Segmentation dataset records
>>>

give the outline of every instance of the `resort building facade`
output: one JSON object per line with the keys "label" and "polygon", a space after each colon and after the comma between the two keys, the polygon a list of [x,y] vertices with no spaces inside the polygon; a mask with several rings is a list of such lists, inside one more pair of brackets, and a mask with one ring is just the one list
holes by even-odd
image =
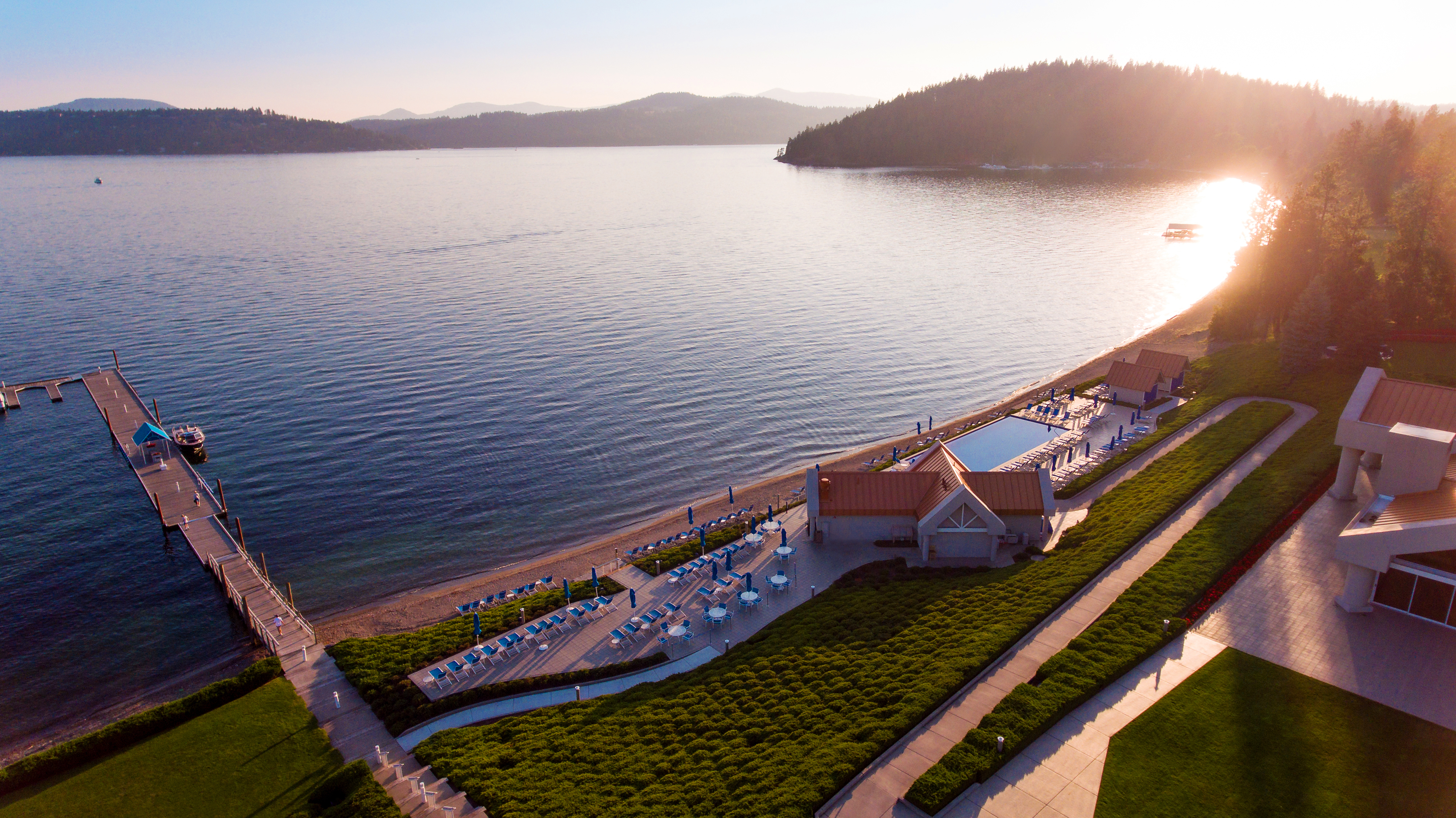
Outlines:
{"label": "resort building facade", "polygon": [[1146,409],[1160,394],[1166,396],[1181,387],[1187,370],[1187,355],[1143,349],[1136,362],[1112,361],[1104,383],[1117,394],[1118,402]]}
{"label": "resort building facade", "polygon": [[1372,604],[1456,627],[1456,389],[1366,368],[1340,415],[1329,493],[1354,499],[1361,464],[1374,498],[1340,533],[1347,611]]}
{"label": "resort building facade", "polygon": [[1041,544],[1051,474],[971,472],[936,441],[904,472],[804,474],[810,534],[824,543],[911,540],[922,559],[996,559],[1003,544]]}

<<<

▶ _Exercise instructions_:
Take the entries shown above and quote them verbatim, passing over the pictures.

▶ _Finished exercise_:
give the outline of every instance of the `resort building facade`
output: one JSON object per line with the keys "label" and "polygon", a space after each colon and after the comma between the two keys, the polygon a list of [x,y] vertices with no spaces inside the polygon; a mask with several rings is a list of such lists, inside one more pair of brackets, and a mask with one ring is just the one list
holes by even-odd
image =
Outlines:
{"label": "resort building facade", "polygon": [[1146,409],[1160,394],[1166,396],[1181,387],[1187,370],[1187,355],[1143,349],[1136,362],[1112,361],[1104,383],[1117,394],[1118,402]]}
{"label": "resort building facade", "polygon": [[1372,604],[1456,627],[1456,389],[1366,368],[1340,415],[1329,493],[1354,499],[1361,464],[1374,498],[1340,533],[1347,611]]}
{"label": "resort building facade", "polygon": [[1041,544],[1051,474],[971,472],[936,441],[904,472],[804,474],[810,534],[824,543],[911,540],[922,559],[996,559],[1003,544]]}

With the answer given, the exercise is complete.